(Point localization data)
= = =

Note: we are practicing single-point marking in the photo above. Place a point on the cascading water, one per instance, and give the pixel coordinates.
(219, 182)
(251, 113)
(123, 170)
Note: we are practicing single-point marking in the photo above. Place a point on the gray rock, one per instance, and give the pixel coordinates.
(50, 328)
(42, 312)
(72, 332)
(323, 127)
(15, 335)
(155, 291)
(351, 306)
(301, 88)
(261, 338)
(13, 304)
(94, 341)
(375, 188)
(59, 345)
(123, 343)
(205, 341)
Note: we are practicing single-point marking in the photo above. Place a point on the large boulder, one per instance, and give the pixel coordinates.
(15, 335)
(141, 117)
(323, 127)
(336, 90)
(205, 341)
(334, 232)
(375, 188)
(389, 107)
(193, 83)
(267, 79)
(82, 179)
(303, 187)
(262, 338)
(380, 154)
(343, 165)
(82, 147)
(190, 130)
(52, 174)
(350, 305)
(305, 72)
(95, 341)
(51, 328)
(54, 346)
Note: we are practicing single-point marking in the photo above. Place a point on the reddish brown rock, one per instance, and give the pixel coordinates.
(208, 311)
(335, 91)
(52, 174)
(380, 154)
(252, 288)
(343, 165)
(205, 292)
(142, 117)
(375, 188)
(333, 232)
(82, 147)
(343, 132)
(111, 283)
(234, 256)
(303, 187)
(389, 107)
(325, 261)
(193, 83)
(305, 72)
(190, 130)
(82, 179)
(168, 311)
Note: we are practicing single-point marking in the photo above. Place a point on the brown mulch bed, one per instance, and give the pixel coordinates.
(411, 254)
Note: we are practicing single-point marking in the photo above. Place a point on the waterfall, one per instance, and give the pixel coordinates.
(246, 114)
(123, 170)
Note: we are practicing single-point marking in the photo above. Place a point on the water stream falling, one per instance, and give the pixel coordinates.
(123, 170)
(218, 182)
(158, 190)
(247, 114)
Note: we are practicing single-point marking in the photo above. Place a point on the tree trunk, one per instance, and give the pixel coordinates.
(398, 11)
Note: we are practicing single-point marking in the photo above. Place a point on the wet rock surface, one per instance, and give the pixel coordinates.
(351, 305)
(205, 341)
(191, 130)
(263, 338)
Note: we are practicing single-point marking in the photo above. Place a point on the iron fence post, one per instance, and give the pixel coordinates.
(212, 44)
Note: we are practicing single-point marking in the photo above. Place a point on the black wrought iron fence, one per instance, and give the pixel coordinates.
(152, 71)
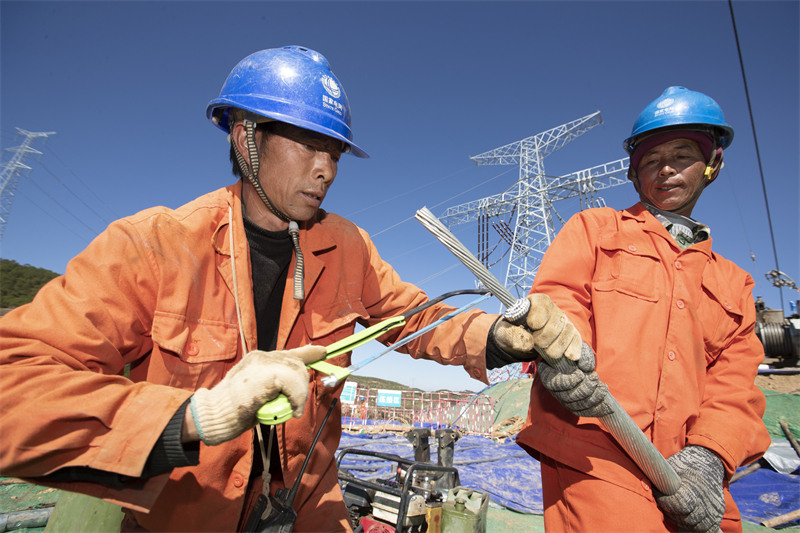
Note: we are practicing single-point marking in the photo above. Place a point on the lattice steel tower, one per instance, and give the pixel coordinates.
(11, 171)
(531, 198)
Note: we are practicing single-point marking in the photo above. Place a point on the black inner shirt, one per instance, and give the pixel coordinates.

= = =

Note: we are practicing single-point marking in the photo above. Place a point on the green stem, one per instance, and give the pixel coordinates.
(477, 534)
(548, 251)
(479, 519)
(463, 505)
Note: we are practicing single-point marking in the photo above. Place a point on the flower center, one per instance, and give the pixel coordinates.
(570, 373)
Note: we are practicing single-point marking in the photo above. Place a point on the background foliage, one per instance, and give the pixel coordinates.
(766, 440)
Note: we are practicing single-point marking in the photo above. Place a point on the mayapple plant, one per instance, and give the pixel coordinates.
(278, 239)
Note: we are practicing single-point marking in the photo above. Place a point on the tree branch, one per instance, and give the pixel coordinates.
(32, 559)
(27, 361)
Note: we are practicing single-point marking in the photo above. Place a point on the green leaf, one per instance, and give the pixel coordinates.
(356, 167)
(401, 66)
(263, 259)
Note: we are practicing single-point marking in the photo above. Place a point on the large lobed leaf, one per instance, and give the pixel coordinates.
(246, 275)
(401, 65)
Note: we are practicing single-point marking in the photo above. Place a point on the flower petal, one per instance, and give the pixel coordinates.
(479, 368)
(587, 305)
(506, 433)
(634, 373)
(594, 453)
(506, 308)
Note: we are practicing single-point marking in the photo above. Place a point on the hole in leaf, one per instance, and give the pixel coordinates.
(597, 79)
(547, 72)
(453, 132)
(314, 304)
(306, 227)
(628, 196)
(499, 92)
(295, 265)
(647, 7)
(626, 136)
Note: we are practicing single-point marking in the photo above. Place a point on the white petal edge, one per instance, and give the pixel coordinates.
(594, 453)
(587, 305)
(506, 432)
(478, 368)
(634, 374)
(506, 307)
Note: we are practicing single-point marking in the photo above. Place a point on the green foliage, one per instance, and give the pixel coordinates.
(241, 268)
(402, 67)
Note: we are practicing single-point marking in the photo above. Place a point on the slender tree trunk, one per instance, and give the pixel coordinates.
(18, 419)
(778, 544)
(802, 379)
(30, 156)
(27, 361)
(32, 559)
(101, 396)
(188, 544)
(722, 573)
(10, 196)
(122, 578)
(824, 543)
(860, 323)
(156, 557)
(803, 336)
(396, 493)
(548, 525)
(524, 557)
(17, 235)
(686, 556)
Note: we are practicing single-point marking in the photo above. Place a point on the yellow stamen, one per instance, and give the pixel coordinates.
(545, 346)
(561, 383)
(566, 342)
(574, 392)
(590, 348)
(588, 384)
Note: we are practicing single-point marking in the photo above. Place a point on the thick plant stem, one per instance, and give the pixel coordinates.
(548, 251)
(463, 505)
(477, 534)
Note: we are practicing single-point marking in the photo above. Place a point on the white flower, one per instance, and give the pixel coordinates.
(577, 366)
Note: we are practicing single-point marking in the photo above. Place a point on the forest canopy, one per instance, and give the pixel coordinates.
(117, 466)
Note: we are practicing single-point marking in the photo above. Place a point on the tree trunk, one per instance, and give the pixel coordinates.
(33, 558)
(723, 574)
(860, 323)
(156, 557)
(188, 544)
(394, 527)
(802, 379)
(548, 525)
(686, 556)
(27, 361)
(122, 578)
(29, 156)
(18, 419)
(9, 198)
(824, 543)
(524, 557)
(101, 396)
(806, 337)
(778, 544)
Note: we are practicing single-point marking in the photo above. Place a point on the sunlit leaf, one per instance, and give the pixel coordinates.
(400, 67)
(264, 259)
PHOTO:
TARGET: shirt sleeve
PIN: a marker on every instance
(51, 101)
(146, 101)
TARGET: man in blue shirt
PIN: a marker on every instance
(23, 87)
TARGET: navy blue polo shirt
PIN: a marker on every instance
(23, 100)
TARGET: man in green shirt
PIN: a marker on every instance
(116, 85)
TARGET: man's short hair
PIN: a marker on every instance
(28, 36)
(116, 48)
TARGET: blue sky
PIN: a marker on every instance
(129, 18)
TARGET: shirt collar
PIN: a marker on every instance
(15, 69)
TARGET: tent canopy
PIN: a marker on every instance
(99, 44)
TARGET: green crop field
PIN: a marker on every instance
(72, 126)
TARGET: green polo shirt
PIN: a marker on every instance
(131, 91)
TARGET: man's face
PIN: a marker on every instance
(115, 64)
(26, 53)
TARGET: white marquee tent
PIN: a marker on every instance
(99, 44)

= = =

ABOUT THIS EXERCISE:
In the records above, find each line with the word "polo" and copy it out.

TASK OUTPUT:
TARGET: navy blue polo shirt
TARGET: green polo shirt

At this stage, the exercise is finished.